• [WHAT YOU ARE ASKED TO DO]: Reproduce every line of the data below verbatim, from start to finish.

----

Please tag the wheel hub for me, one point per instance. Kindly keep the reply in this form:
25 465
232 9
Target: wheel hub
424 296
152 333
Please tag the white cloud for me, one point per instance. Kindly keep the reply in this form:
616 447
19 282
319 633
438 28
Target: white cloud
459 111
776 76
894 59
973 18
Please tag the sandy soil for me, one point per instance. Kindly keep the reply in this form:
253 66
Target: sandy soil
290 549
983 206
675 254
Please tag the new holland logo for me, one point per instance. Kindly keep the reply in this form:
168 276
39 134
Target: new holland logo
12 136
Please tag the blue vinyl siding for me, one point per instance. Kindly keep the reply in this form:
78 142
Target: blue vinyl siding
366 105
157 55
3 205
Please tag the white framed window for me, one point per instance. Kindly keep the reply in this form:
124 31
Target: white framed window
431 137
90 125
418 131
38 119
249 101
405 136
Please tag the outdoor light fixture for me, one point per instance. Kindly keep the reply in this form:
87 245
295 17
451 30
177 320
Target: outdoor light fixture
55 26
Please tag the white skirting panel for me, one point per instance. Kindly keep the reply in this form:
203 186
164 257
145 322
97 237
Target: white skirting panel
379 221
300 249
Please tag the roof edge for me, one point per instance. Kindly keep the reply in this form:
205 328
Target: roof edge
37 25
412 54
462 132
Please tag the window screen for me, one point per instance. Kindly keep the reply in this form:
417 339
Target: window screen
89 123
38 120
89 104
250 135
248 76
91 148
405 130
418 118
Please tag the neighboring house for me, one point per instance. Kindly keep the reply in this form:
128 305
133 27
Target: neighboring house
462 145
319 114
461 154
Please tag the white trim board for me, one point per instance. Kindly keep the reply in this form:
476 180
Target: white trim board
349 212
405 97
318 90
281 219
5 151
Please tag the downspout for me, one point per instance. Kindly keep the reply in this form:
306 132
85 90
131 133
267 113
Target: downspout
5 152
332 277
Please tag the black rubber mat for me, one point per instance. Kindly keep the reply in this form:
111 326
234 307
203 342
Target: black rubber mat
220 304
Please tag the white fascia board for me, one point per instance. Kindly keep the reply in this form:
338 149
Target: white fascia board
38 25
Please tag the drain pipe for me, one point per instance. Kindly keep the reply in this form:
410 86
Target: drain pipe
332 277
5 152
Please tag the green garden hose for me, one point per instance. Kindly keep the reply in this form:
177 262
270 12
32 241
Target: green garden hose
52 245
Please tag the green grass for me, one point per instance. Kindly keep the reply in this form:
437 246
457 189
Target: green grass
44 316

----

• [EXERCISE RESPONSE]:
Please tag the wheel hub for me, one point per instance. Kindly keep the reply in this form:
25 465
232 9
Target: wheel hub
424 296
152 333
Please tag the white cloud for me, one point per instance. Kindly keep the reply in this form:
616 447
19 282
319 633
438 28
Target: white cloud
459 111
776 76
894 59
973 18
Please tag the sandy soil for me, one point per instance. Kindly keep the reply in this form:
253 66
Target: sandy soil
290 549
983 206
675 254
Please tag the new holland logo for me, one point per instance. Kindly keep the reply in this form:
168 276
39 134
Target: new holland logo
12 136
Please tag the blue vinyl siding for me, one point per instance. Kindly keep the reply in this form:
78 142
Target: blue vinyl siding
366 105
157 55
3 205
Please tag the white framed window for me, one point per instance. Kindly keep the reply in this form:
124 31
Target: white framed window
431 137
90 125
418 131
38 119
249 101
405 136
Please tag the outdoor light fixture for me, one point per instance. Kindly keep the reply in this form:
87 245
295 17
451 30
177 320
Target: outdoor light fixture
55 26
Please tag the white skirting panel for me, one point per instance. Kindly keep the reply in this form:
203 186
164 257
145 322
97 237
Target: white skirting panel
379 221
300 249
Please tag the roof edge for me, one point per instance. Kindly keep the reply in this form:
205 328
Target: roof edge
37 25
412 54
462 132
Please tag the window screen for me, one point per instance. Kindly keep the reply in this form:
417 339
Target: window screen
89 123
38 120
89 104
250 135
248 76
91 148
405 130
418 118
Please tag the neighboring house for me, one point per instance. Kindly keep the reply in this form:
128 305
133 27
Target: neighboring house
462 145
319 114
461 154
Please tag the white trim board for me, one point per instance. Kindly keep the reply in this form:
476 180
Target: white trim board
349 212
405 97
318 90
281 219
5 151
Please tag the downspout for me, one point per instance. Kindly keep the reply in this form:
306 132
85 90
131 133
267 113
Target: downspout
5 152
332 277
Please tag the black rubber mat for me, one point per instance. Kindly keep the reply in this form:
111 326
234 307
203 342
Target: black rubber mat
220 304
Please tag the white fascia board for me, one point per instance. Kindly keep the reply in this form:
338 149
Target: white fascia board
38 25
Please tag the drain pipe for me, one point per instance. Kindly keep the reply in this form:
410 86
Target: drain pipe
332 277
5 152
Please tag the green garden hose for me, one point per instance. Kindly keep the reply in this form:
177 262
270 12
32 241
Target: green garden hose
52 245
Please tag the green grass for me, one point per instance. Kindly keep the reply in this form:
437 246
457 189
Target: green grass
44 316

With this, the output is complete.